→ **TASK TO CARRY OUT**:
Nothing outside the range below should be printed. Output exactly the lines from the line with "Query: purple stacking cup" to the line with "of the black", both included.

→ **MATERIAL FOR THIS TASK**:
****

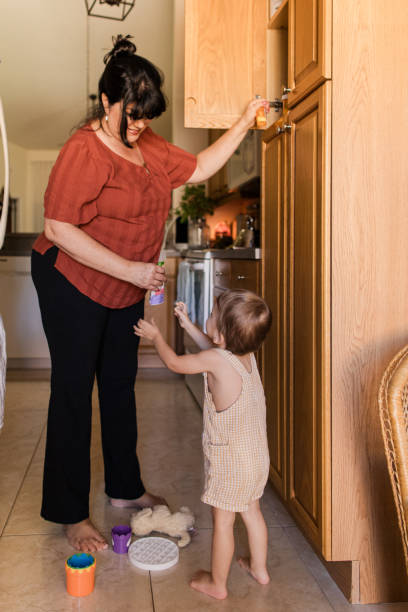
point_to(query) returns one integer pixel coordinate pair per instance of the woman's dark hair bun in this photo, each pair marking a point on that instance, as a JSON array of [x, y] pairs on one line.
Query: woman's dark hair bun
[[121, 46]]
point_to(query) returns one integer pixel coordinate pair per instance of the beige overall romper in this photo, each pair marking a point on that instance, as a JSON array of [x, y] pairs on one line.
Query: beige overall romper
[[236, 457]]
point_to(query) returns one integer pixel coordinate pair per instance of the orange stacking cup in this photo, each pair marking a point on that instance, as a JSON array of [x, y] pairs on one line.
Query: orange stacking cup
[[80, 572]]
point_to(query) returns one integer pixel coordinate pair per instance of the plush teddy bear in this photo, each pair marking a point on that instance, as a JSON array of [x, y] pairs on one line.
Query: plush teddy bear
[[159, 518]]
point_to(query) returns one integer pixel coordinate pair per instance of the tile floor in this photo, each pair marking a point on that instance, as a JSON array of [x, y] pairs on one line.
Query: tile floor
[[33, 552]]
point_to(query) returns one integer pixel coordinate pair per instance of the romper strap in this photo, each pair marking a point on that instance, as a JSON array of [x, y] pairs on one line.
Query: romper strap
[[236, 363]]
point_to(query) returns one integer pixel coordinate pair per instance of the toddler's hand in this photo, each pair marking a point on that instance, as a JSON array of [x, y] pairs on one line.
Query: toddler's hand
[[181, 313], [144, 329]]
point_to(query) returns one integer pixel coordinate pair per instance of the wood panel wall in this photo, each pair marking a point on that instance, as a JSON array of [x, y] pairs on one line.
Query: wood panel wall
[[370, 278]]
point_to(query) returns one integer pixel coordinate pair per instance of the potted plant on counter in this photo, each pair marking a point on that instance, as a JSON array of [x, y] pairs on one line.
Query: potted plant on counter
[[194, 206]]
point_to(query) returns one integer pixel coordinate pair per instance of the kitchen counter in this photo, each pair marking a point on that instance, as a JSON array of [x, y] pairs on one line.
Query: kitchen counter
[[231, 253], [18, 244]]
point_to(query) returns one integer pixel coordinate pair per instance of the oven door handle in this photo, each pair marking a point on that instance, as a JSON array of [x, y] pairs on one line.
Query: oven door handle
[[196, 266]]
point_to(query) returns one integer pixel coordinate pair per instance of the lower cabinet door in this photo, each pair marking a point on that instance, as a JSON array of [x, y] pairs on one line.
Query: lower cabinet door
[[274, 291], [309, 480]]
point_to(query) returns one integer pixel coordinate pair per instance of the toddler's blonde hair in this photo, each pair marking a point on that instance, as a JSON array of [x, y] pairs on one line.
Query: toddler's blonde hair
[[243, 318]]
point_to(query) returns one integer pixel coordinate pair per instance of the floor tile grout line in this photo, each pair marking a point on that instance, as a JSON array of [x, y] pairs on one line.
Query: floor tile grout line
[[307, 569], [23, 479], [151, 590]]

****

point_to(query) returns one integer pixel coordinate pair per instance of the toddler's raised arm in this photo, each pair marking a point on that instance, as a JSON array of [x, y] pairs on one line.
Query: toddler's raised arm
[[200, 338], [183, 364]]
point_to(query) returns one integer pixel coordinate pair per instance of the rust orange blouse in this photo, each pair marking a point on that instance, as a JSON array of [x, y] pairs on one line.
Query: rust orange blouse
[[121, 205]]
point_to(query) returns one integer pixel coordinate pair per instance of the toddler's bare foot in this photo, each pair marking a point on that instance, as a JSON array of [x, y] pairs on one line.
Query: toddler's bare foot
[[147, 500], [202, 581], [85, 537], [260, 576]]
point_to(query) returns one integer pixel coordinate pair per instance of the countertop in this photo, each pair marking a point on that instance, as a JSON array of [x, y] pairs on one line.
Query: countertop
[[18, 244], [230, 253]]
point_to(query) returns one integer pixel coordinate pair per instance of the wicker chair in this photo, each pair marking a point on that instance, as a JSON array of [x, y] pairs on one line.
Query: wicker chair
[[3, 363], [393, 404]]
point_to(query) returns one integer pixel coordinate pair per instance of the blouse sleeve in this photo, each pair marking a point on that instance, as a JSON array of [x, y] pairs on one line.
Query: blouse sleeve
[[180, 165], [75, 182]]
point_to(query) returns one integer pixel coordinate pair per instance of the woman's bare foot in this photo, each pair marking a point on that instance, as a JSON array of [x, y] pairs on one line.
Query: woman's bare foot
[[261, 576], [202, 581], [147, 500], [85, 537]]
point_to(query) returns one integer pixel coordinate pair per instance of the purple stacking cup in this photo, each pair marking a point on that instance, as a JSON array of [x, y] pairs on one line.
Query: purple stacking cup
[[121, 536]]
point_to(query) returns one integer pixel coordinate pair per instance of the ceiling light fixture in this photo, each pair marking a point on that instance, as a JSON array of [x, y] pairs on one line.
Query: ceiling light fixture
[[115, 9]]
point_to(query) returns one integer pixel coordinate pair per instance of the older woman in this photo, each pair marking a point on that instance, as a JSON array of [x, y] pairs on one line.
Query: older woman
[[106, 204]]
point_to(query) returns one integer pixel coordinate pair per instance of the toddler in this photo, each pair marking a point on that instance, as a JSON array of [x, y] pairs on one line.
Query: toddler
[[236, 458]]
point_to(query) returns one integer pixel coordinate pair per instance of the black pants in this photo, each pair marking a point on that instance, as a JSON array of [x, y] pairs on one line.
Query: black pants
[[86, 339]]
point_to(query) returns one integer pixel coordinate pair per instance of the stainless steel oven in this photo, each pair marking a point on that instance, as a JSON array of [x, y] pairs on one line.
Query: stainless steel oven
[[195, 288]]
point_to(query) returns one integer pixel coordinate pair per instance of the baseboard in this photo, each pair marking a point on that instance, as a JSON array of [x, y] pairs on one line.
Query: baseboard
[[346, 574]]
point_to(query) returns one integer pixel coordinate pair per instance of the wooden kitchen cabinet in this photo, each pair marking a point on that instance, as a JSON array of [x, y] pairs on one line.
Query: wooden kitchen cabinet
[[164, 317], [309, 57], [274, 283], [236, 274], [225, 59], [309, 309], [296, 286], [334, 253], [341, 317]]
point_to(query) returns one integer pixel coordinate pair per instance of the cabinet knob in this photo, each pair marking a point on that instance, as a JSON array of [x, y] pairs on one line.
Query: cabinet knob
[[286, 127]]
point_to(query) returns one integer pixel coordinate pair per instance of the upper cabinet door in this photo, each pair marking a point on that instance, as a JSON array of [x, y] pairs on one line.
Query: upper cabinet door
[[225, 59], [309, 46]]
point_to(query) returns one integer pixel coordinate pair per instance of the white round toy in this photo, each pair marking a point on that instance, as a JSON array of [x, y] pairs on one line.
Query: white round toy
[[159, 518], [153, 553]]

****

→ **ANSWER BELOW**:
Query: purple stacking cup
[[121, 536]]
point_to(query) returns one integer pixel coordinate pair per instance of the ceiling light fixture in this photo, each pair marking a point on that instance, as a JSON array of [x, y] pairs on one line.
Query: ceiling light fixture
[[115, 9]]
point_to(query) returns one integer pixel coordinate pair per instance of the older woman in this photo, each pair marking a point on that instance, as a JSON array of [x, y] pairs on one line.
Query: older woman
[[106, 204]]
point_to(query) returns one integer pixel coordinate pair per instance of the toddler in this photo, each pair marking a point on that instance, as a JSON array of [x, y] pairs on one line.
Query: toddler
[[236, 458]]
point_to(query) returns one integer pixel coordinate pair per instance of the black pants in this photo, each pair marking a point on that instance, as a JSON array of [x, y] pairs on one line.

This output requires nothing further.